## What to work on
Write out again, exactly, the lines of the listing below from the first one through the one that contains "Every instance of the girl's bare", and no other lines.
[Opening Study material section]
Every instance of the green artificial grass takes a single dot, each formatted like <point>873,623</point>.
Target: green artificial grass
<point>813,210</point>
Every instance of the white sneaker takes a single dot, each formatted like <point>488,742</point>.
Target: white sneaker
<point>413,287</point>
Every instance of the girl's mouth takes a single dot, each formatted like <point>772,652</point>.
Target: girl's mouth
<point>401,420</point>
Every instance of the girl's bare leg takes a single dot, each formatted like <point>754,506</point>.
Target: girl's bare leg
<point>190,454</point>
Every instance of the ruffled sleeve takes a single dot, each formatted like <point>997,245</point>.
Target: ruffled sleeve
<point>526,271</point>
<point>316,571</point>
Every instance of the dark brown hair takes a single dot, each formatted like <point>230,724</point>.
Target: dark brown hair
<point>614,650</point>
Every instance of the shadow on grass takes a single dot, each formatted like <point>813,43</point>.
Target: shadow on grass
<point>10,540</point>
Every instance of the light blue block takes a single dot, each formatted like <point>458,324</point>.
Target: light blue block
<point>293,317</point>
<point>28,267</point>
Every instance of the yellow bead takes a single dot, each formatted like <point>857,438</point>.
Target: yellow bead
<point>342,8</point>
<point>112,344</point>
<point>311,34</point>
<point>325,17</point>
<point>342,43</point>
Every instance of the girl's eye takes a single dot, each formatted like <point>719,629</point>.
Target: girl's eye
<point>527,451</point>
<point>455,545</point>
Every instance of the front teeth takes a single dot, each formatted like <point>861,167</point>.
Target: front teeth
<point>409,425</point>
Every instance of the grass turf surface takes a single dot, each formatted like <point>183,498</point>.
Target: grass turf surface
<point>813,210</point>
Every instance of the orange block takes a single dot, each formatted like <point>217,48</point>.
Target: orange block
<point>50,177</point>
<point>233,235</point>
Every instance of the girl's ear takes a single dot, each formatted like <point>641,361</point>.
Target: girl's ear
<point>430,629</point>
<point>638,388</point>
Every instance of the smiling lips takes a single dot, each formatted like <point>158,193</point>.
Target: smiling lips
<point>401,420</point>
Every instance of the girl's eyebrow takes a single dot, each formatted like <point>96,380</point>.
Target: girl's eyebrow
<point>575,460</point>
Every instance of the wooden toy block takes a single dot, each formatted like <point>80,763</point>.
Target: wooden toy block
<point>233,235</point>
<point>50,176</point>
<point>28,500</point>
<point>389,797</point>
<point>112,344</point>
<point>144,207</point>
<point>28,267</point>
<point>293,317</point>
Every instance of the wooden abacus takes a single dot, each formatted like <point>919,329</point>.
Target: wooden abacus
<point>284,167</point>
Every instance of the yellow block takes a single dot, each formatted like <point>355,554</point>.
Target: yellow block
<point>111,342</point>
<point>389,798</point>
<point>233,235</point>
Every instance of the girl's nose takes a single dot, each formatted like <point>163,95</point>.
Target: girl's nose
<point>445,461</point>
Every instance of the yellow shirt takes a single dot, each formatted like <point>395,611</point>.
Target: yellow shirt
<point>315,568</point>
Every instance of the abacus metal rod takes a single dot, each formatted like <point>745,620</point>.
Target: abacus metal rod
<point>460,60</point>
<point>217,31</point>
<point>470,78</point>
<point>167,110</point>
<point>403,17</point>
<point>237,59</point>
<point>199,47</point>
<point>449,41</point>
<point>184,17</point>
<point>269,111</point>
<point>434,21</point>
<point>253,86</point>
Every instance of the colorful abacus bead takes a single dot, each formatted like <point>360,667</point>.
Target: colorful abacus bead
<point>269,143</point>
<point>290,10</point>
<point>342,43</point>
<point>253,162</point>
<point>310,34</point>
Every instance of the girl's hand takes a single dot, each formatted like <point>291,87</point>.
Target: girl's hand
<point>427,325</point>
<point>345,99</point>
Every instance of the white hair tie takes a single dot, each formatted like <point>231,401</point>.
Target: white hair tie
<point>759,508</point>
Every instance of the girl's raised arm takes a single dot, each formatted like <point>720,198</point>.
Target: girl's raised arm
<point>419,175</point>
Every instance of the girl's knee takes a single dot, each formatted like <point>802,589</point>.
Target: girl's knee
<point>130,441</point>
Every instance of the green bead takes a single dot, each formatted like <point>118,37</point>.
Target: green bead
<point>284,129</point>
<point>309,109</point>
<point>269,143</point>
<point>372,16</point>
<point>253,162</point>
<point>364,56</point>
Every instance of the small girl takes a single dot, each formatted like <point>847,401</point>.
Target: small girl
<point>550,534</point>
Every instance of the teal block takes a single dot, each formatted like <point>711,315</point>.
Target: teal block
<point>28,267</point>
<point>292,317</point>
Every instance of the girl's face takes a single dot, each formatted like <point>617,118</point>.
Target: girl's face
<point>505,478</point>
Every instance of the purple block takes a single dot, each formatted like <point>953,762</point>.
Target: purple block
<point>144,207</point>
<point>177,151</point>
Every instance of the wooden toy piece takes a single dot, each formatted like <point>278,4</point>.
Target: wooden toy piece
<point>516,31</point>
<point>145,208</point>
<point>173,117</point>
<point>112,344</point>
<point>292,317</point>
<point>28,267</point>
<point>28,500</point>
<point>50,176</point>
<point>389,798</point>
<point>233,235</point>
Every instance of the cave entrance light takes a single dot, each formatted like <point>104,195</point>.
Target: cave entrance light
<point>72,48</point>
[Closing Study material section]
## Your solution
Every instance of the green artificial grass takes a single dot, each formatted like <point>873,623</point>.
Target: green artificial grass
<point>813,210</point>
Every instance of the white sneaker takes a single dot, each formatted like <point>488,742</point>.
Target: white sneaker
<point>413,287</point>
Every instance of the girl's mouth takes a single dot, each formatted like <point>772,652</point>.
Target: girl's mouth
<point>401,420</point>
Every instance of the girl's bare leg takes a single dot, each formatted like <point>754,506</point>.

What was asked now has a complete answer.